* La richiesta: Riscrivi il passo dell'articolo sul concorso in magistratura che comincia con "L’art. 50 infatti" e termina con "per diventare magistrato.", mettendo "magistrato affidatario" al posto di "giudice di affidamento".

* Brano da leggere:
La nexi datio, il primitivo istituto dell’arcaico diritto romano, con il quale il debitore volontariamente “si vendeva” al creditore, entrando nel suo mancipium, rimanendovi prigioniero fin quando (e se) avesse saldato il debito, sembra quasi tornato in vita con il decreto legge n. 90 dell’anno di grazia 2014.
L’art. 50 infatti prevede per il neolaureato in giurisprudenza, il quale voglia accedere al concorso in magistratura, un nuovo percorso. Invece di conseguire un dottorato di ricerca, di ottenere un diploma (biennale) in una scuola universitaria di specializzazione per le professioni legali, invece di esercitare l’avvocatura per almeno cinque anni, invece, insomma di seguire una delle strade già tracciate (altre ne sono indicate dalla legge) per accedere a quello che è diventato un concorso di secondo livello, può decidere di entrare nel manicpium di un giudice di affidamento, che, se pure non avrà il jus vitae ac necis nei suoi confronti, avrà certamente la possibilità di decretarne – insindacabilmente – l’ammissione al (o la esclusione dal) concorso per diventare magistrato.
L’accesso in magistratura, infatti – finché non cambia(no) la Costituzione – avviene tramite concorso (art. 106).
E però l’accesso al concorso è regolato dalla legge ordinaria.
Da qualche anno, infatti, il concorso è (diventato) di secondo livello, vale a dire che non basta la semplice laurea in giurisprudenza, ma è necessario acquisire un ulteriore titolo (appunto: dottorato di ricerca, diploma presso le scuole di specializzazione nelle professioni legali, ecc.).

* Record del dataset:

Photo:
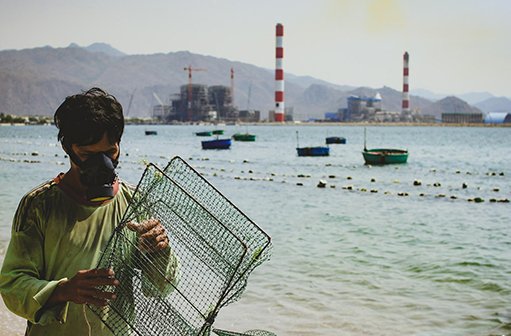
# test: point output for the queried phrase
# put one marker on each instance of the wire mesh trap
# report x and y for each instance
(179, 290)
(254, 332)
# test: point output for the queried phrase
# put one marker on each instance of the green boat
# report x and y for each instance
(244, 137)
(205, 133)
(382, 156)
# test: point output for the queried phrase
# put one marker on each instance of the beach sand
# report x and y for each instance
(10, 324)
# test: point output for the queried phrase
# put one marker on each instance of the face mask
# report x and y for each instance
(97, 173)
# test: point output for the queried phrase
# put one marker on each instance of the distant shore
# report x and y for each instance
(304, 123)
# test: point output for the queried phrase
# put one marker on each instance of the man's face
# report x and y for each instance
(102, 146)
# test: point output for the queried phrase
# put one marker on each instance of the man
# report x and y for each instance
(61, 227)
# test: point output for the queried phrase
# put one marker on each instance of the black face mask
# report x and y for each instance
(97, 173)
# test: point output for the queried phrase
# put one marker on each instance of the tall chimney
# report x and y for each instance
(279, 74)
(406, 98)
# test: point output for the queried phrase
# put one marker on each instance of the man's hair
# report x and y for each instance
(84, 118)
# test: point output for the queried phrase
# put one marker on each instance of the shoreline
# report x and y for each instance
(306, 123)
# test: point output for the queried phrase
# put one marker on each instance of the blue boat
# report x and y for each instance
(216, 144)
(332, 140)
(313, 151)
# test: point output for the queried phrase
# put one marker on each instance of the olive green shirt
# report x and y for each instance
(53, 237)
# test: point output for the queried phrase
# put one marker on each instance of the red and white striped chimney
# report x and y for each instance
(406, 97)
(279, 74)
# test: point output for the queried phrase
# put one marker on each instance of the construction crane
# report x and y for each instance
(190, 69)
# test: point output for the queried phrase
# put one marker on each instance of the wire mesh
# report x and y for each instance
(179, 290)
(254, 332)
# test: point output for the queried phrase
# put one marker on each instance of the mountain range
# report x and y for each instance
(35, 82)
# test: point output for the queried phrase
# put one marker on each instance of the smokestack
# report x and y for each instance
(279, 74)
(406, 97)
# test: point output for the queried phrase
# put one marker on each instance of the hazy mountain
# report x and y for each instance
(35, 81)
(102, 48)
(449, 104)
(495, 104)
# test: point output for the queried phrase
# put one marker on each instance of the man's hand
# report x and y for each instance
(81, 288)
(152, 235)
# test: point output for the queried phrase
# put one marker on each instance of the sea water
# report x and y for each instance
(422, 248)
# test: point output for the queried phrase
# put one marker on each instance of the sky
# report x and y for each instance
(455, 46)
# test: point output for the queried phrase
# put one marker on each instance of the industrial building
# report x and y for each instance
(462, 118)
(198, 102)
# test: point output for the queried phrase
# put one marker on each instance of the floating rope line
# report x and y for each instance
(213, 249)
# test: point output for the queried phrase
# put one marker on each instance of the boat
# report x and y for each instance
(382, 156)
(244, 137)
(333, 140)
(216, 144)
(313, 151)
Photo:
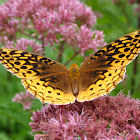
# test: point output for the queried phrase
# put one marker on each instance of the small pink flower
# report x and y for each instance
(25, 99)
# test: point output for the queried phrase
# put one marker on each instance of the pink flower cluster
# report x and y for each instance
(25, 99)
(105, 118)
(45, 21)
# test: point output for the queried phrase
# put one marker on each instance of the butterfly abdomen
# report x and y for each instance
(74, 74)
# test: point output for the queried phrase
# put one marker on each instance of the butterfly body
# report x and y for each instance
(74, 74)
(53, 83)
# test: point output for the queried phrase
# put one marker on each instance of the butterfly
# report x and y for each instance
(53, 83)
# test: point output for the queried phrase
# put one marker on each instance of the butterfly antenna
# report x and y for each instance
(62, 54)
(85, 47)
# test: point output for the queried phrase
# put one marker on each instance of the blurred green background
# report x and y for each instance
(116, 20)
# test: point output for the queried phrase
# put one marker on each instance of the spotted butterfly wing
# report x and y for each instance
(106, 68)
(41, 76)
(53, 83)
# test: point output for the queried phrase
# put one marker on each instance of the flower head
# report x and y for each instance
(103, 118)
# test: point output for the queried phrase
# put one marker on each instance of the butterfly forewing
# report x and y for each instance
(41, 76)
(106, 68)
(51, 82)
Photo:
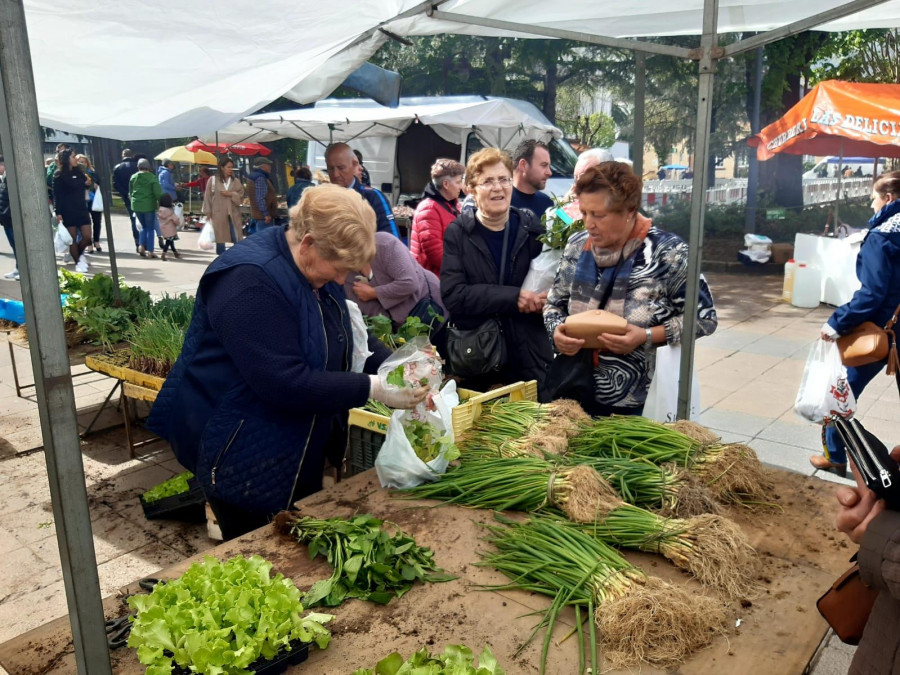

* Risultato:
L’art. 50 infatti prevede per il neolaureato in giurisprudenza, il quale voglia accedere al concorso in magistratura, un nuovo percorso. Invece di conseguire un dottorato di ricerca, di ottenere un diploma (biennale) in una scuola universitaria di specializzazione per le professioni legali, invece di esercitare l’avvocatura per almeno cinque anni, invece, insomma di seguire una delle strade già tracciate (altre ne sono indicate dalla legge) per accedere a quello che è diventato un concorso di secondo livello, può decidere di entrare nel manicpium di un magistrato affidatario, che, se pure non avrà il jus vitae ac necis nei suoi confronti, avrà certamente la possibilità di decretarne – insindacabilmente – l’ammissione al (o la esclusione dal) concorso per diventare magistrato.